▸ **EXTRACT TO READ**:

Posted by Nick Samuel on Tuesday, February 6, 2018

 

Deputy Dwayne Hoilett and Cpl Ryan Holly said the woman’s friend found her lying next to the bed in a room at her friend’s home. The bed’s cover was hanging off the woman, making it look as if she had fallen.

The friend called 911. Upon arrival, deputies saw that the woman’s face was blue, she was gasping for air and was unresponsive.

“We rolled her on her side so she wouldn’t suffocate on the vomit,” Holly said.

The 52-year-old woman had told her friend, a man, that she took an unknown amount of pills beforehand. The deputies arrived about 8 p.m. Sunday at the man’s home in the 1100 block of Old Dixie Highway.

Shortly after finding the unresponsive woman, Holly and Hoilett used an injector to insert .4 milligrams of Narcan into the woman’s right thigh.

“Walking in on that and seeing what was going on, you don’t really think about it,” said Hoilett. “You just listen to your supervisors, sergeants and corporals on scene, take the training and apply it. We’re just acting to save someone’s life.”

The injector, about the size of a cell phone, has a guard with a needle underneath it. Deputies removed the guard and inserted the needle in the woman’s leg for about five seconds.

Holly said it should take an estimated 30 minutes for Narcan to take effect.

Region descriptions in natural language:
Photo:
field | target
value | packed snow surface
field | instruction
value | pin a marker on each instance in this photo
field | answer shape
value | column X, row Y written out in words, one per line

---

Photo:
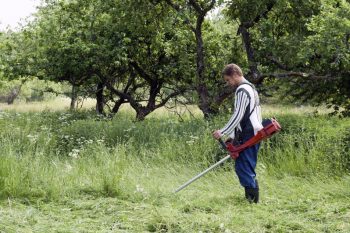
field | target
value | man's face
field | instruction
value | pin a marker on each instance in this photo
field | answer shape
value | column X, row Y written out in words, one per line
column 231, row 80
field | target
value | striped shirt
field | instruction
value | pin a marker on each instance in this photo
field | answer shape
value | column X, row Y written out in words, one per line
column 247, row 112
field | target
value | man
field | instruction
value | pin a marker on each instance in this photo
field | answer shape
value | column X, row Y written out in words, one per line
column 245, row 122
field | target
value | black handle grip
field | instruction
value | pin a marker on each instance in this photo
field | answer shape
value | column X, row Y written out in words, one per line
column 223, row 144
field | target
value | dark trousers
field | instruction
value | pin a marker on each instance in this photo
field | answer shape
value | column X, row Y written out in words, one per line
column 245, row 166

▸ **REQUIREMENT 1**: From the news story about the Narcan rescue, set down the part that opens with the words containing "Shortly after finding" and closes with "to take effect.".
▸ **REQUIREMENT 2**: Shorten the paragraph of the Narcan rescue story that begins "The 52-year-old woman had told her friend," keeping its main facts.
▸ **REQUIREMENT 3**: Write what comes next in the news story about the deputies' Narcan rescue, picking up after its final sentence.
Nothing in the data is needed for this work.

▸ **ANSWER 1**:
Shortly after finding the unresponsive woman, Holly and Hoilett used an injector to insert .4 milligrams of Narcan into the woman’s right thigh.

“Walking in on that and seeing what was going on, you don’t really think about it,” said Hoilett. “You just listen to your supervisors, sergeants and corporals on scene, take the training and apply it. We’re just acting to save someone’s life.”

The injector, about the size of a cell phone, has a guard with a needle underneath it. Deputies removed the guard and inserted the needle in the woman’s leg for about five seconds.

Holly said it should take an estimated 30 minutes for Narcan to take effect.

▸ **ANSWER 2**: The 52-year-old woman told her friend, a man, that she had taken an unknown amount of pills. Deputies reached his home in the 1100 block of Old Dixie Highway around 8 p.m. Sunday.

▸ **ANSWER 3**:
Emergency medical service officials arrived about three minutes later and took the woman to the hospital, where she was last known to be in stable condition, deputies said. The amount of pills the woman took and what type were not available.

“Sometimes those who overdose might not want to admit what they have taken or witnesses might not say anything out of fear of getting in trouble,” Holly said. “Even having the small dose of .4 milligrams at our disposal is great and we can use it anytime we want.”

Hoilett was hired at the Sheriff’s Office while he was in the police academy in May 2017 and has been a patrol deputy for about two and a half months, Raulen said. Holly has worked at the Sheriff’s Office for a little over four years and has acted as a patrol deputy since his hiring.

National Statistics

Today, 40 percent of all U.S. opioid overdose deaths involve a prescription opioid, according to the Centers for Disease Control and Prevention. In 2016, more than 46 people died everyday from overdoses involving prescription opioids.

From 1999 to 2016, more than 200,000 people have died in the U.S. from overdose related to prescription opioids.

From the Centers for Disease Control and Prevention

Each day, more than 1,000 people are treated in emergency departments for not using prescription opioids as directed.

PHOTO CONTRIBUTED BY THE CDC

The most common drugs involved in prescription opioid overdose deaths include:

  • Methadone
  • Oxycodone
  • Hydrocodone

Among those who died from prescription opioid overdose between 1999 and 2014:

  • Overdose rates were highest among people aged 25 to 54 years.
  • Overdose rates were higher among non-Hispanic whites and American Indian or Alaskan Natives, compared to non-Hispanic blacks and Hispanics.
  • Men were more likely to die from overdose, but the mortality gap between men and women is closing.

Overdose is not the only risk related to prescription opioids. Misuse, abuse, and opioid use disorder (addiction) also are potential dangers.

  • In 2014, almost 2 million Americans abused or were dependent on prescription opioids.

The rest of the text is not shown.